§ Work to complete: Copy out all lines of the material below in which "with" occurs.

Segment Open

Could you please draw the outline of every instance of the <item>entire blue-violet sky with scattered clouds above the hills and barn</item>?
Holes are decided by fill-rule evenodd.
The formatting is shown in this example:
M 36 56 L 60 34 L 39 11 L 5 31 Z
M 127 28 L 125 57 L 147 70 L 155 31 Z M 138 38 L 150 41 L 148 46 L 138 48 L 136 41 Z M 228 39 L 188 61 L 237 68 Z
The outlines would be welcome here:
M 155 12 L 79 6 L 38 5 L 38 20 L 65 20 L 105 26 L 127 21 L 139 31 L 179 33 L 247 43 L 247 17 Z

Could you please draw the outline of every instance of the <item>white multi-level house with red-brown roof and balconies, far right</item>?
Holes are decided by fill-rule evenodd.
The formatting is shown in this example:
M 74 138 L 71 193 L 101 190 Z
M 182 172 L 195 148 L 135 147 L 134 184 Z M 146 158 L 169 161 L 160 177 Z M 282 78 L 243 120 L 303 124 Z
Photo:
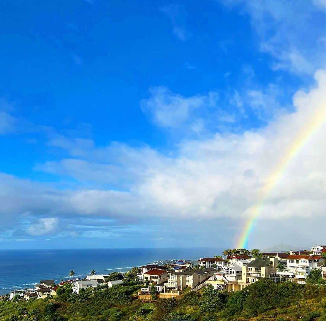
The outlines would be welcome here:
M 325 261 L 325 258 L 316 255 L 289 255 L 286 260 L 287 267 L 278 268 L 276 274 L 297 279 L 298 283 L 305 283 L 310 272 L 319 268 L 318 263 Z

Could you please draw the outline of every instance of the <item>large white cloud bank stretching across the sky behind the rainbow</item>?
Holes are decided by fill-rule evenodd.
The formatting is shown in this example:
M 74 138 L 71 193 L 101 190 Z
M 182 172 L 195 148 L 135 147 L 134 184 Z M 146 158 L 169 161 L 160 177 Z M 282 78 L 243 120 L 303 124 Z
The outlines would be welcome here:
M 247 217 L 266 179 L 316 110 L 323 110 L 325 116 L 326 72 L 318 71 L 315 77 L 318 82 L 315 88 L 308 93 L 299 91 L 295 94 L 293 112 L 278 114 L 266 127 L 239 134 L 216 133 L 202 140 L 184 140 L 173 155 L 162 154 L 147 146 L 132 148 L 119 143 L 97 148 L 90 141 L 61 137 L 52 144 L 79 156 L 46 162 L 38 165 L 38 169 L 77 178 L 81 182 L 79 188 L 58 189 L 54 184 L 2 174 L 0 202 L 3 217 L 16 215 L 20 218 L 20 213 L 25 212 L 39 217 L 39 221 L 28 228 L 32 235 L 40 233 L 38 231 L 51 234 L 58 227 L 58 221 L 44 219 L 44 215 L 49 218 L 67 215 L 113 219 L 226 218 L 230 224 L 237 224 L 239 219 Z M 146 102 L 146 108 L 153 108 L 154 112 L 157 106 L 166 108 L 173 118 L 174 109 L 181 105 L 187 112 L 178 111 L 174 116 L 177 118 L 178 115 L 188 116 L 189 110 L 199 108 L 202 101 L 208 104 L 210 101 L 209 95 L 204 98 L 169 95 L 169 100 L 165 96 L 156 100 L 154 95 L 149 99 L 150 103 Z M 266 99 L 258 93 L 251 96 L 258 106 Z M 173 124 L 170 119 L 157 119 L 165 126 Z M 185 122 L 185 119 L 180 116 L 179 121 Z M 295 222 L 313 219 L 321 225 L 326 223 L 325 135 L 324 123 L 298 148 L 281 180 L 268 195 L 260 219 L 292 218 Z M 119 186 L 120 177 L 130 177 L 123 188 Z M 89 185 L 88 180 L 94 180 L 96 187 Z M 110 188 L 112 184 L 117 186 Z M 277 233 L 285 229 L 286 226 L 280 226 Z M 264 233 L 263 227 L 259 233 Z

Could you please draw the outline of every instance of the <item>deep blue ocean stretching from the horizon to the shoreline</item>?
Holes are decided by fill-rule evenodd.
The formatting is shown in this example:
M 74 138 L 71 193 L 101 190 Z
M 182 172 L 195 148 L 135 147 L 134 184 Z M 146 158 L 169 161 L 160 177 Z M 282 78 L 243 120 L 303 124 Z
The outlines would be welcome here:
M 197 260 L 220 255 L 221 248 L 158 249 L 75 249 L 75 250 L 0 250 L 0 295 L 12 290 L 34 288 L 40 280 L 69 277 L 84 278 L 89 271 L 96 274 L 126 272 L 158 260 Z

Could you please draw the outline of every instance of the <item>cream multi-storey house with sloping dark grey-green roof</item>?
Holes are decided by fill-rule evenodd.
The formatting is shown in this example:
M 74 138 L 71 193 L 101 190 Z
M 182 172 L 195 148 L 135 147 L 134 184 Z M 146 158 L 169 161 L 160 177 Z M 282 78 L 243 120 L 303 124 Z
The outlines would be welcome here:
M 269 278 L 270 273 L 276 272 L 278 258 L 251 258 L 251 262 L 242 267 L 242 281 L 253 283 L 260 278 Z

Segment Closed

§ Response:
Could you please draw the outline of every instance of the <item>entire blue-violet sky with scattered clouds above the hills and barn</item>?
Could you please draw the outline of every instance of the <item>white multi-level house with red-brown roof and balconies, far right</item>?
Could you please draw the outline of every instance of the <item>cream multi-storey house with sloping dark grey-green roof</item>?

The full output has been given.